── Textauszug ──

Die Machtübernahme durch die Bolschewiki im Herbst und Winter 1917/18 machte den Großteil dieser Hoffnungen zunichte. An die Stelle des „Weißen“ zaristischen Imperiums, trat das „Rote Imperium“, dass unter anderem Vorzeichen nach europäischer und weltweiter Vorherrschaft strebte.
Die in den Verlautbarungen der Bolschewiki propagierte nationale Selbstbestimmung angeschlossener Völker und Nationen war durch das kommunistische Herrschaft- und Gesellschaftsmodell letztlich ausgeschlossen.
Der polnische Staatsgründer Piłsudski
Eine erneuerte polnische Republik kam im November 1918 durch den Zusammenbruch und Zerfall aller Teilungsmächte zustande. Der junge polnische Staat war vom ersten Tag seiner Existenz an mit dem Revanchedruck und erneutem Eroberungsdrang seines russischen Nachbarn konfrontiert. Es lag im elementaren Überlebensinteresse der polnischen Staatsgründer unter der Führung des ehemaligen Sozialisten Józef Piłsudski, alle anderen, weiter im russischen Herrschaftsgebiet festgehaltenen Nationen und Völker, in ihren Autonomie- und Unabhängigkeitsbestrebungen zu unterstützen.
„Der junge polnische Staat wurde zum Zentrum einer auf nationale Emanzipation gerichteten Bewegung“
Bis zum Abschluss der Versailler Verträge konnte sich die junge polnische Republik noch nicht einmal der eigenen Grenzen sicher sein und wurde vom ersten Moment an mit dem Vorrücken einer millionenfachen sowjetrussischen „Roten Armee“ konfrontiert. Nach dem Willen Lenins und seiner Mitstreiter sollte die Fackel der Weltrevolution in die Zentren Westeuropas getragen werden.
Der Weg dahin führte über Polen, dem eine Zukunft als Vasallenstaat oder polnische Sowjetrepublik drohte. Der russisch-polnische Krieg endete mit einer entscheidenden Kriegsniederlage Russlands und der junge polnische Staat wurde zum Zentrum einer auf nationale Emanzipation gerichteten Bewegung.
Piłsudski und die Prometheisten
Der polnische Staatsgründer und sein unmittelbares Umfeld lassen sich nicht als alleiniger Initiator und dominierendes Zentrum der Prometheisten definieren, so sehr sie auch die international vielgestaltige Bewegung und ihre Netzwerke unterstützten und dabei ihre eigenen Interessen hatten. Für eine solche Dominanz waren die Eigenkräfte prometheistischer Akteure in den verschiedensten Zentren zu stark, die Quellen ihrer Unterstützung zu vielfältig.

───
── Datensätze ──

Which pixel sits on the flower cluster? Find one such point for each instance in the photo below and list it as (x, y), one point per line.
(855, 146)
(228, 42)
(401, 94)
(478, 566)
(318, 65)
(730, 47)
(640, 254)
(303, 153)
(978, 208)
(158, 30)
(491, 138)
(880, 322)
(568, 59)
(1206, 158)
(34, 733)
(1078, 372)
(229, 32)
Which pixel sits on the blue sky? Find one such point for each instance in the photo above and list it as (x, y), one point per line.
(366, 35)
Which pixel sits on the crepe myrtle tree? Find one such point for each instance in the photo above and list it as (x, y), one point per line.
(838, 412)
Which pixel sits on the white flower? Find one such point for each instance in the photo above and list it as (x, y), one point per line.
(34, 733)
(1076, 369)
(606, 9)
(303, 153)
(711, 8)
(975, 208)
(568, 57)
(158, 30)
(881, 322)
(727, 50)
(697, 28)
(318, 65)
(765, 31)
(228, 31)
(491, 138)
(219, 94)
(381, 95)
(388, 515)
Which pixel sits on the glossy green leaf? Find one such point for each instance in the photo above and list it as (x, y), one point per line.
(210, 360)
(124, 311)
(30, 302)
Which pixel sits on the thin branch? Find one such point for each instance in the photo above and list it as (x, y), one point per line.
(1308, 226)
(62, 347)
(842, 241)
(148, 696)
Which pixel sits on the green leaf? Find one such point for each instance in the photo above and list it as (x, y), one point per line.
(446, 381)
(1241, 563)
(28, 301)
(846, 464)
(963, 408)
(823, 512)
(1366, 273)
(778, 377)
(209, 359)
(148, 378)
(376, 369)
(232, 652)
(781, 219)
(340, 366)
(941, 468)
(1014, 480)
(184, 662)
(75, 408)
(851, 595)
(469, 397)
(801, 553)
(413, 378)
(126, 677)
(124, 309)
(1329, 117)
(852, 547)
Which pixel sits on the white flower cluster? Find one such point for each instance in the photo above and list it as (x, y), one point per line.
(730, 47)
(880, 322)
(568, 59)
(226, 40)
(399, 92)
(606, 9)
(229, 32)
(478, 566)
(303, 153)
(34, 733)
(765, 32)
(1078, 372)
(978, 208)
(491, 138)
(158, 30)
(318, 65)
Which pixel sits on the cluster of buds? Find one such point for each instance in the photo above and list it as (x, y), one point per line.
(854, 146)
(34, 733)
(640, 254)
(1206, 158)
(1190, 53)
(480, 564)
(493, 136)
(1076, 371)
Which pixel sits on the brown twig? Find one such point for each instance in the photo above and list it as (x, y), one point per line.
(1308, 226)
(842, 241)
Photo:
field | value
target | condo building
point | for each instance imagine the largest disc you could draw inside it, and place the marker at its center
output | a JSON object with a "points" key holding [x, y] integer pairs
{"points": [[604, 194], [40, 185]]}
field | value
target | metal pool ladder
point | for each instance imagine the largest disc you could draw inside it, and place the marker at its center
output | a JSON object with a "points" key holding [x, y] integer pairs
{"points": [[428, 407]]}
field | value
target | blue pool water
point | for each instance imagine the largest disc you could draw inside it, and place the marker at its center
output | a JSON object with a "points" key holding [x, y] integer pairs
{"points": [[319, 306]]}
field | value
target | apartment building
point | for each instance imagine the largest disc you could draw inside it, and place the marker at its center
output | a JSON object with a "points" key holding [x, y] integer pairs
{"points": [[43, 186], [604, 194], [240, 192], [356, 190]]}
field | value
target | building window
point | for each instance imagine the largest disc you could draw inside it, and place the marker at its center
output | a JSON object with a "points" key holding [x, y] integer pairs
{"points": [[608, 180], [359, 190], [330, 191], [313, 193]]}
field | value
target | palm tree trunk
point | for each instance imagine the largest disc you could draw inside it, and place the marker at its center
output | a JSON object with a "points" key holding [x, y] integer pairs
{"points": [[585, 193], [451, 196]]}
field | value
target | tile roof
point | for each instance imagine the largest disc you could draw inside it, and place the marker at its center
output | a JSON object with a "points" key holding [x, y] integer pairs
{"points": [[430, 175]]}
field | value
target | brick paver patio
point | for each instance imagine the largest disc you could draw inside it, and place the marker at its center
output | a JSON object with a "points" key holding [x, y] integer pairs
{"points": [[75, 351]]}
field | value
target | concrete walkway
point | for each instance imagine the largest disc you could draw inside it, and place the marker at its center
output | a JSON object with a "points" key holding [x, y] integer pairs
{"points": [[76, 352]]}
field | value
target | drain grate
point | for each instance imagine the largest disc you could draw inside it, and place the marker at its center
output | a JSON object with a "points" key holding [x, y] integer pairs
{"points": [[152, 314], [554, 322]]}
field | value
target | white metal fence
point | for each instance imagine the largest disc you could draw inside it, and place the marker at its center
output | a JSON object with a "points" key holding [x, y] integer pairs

───

Pflichtaufgaben:
a. Tippen Sie aus dem Text über Piłsudski und die Prometheisten den Abschnitt von „Der polnische Staatsgründer Piłsudski“ bis „Unabhängigkeitsbestrebungen zu unterstützen.“ wortgetreu ab.
b. Führen Sie den Text über Piłsudski und die Prometheisten im Anschluss an seinen letzten Satz weiter.

Antworten je Punkt:
a.
Der polnische Staatsgründer Piłsudski
Eine erneuerte polnische Republik kam im November 1918 durch den Zusammenbruch und Zerfall aller Teilungsmächte zustande. Der junge polnische Staat war vom ersten Tag seiner Existenz an mit dem Revanchedruck und erneutem Eroberungsdrang seines russischen Nachbarn konfrontiert. Es lag im elementaren Überlebensinteresse der polnischen Staatsgründer unter der Führung des ehemaligen Sozialisten Józef Piłsudski, alle anderen, weiter im russischen Herrschaftsgebiet festgehaltenen Nationen und Völker, in ihren Autonomie- und Unabhängigkeitsbestrebungen zu unterstützen.

b.
Arrangement mit dem sowjetrussischen Gegenüber
Woran sie letztlich scheiterten, war der Widerstand rechtsnationaler Kreise um Roman Dmowski, der beträchtliche Kräfte des politischen Spektrums der ungefestigten jungen Republik hinter sich wusste. Sie waren eher bereit sich mit dem sowjetrussischen Gegenüber zu arrangieren, dem sie sich überlegen wähnten und strebten ein ethnisch homogenes und möglichst judenfreies Polen an. Sie hassten und verachteten den „Litauer“ und Freigeist Piłsudski, selbst wenn sie sich hinter ihm als Vater der Nation duckten und ihn umgekehrt zu vereinnahmen suchten. Das gilt auch für ihre aktuellen Nachfolger.
Es waren jüngere Anhänger der Konzeption einer modernen, liberalen, nach Europa geöffneten polnischen Staatsbürgernation, die nach dem Zweiten Weltkrieg im Kreis der Pariser Exilzeitschrift Kultura um Jerzy Giedroyc diesem Ziel folgten. Sie gaben den vielfach zersplitterten und widersprüchlichen Bemühungen der Prometheisten im Nachkriegseuropa einen Kompass, der Jahrzehnte nach den Befreiungsrevolutionen von 1989 in eine neue Phase osteuropäischer Befreiung führt.
Krieg gegen die Ukraine als letztes Aufbäumen des russischen totalitären Imperiums
Der mörderische Krieg gegen die Ukraine wird zum letzten Aufbäumen des russischen totalitären Imperiums. Eine demokratische russländische Föderation, die sich all ihren Nachbarn in Partnerschaft zuwendet, muss kein Zukunftstraum bleiben. Russen und Angehörige anderer Völker und Nationen, die sich dieser Umgestaltung stellen, sind in den Reihen der Neoprometheisten zu finden.
Zaur Gasimov: „Warschau gegen Moskau. Prometheistische Aktivitäten zwischen Polen, Frankreich und der Türkei 1918–1939“ Franz Steiner Verlag 2022. 371 S.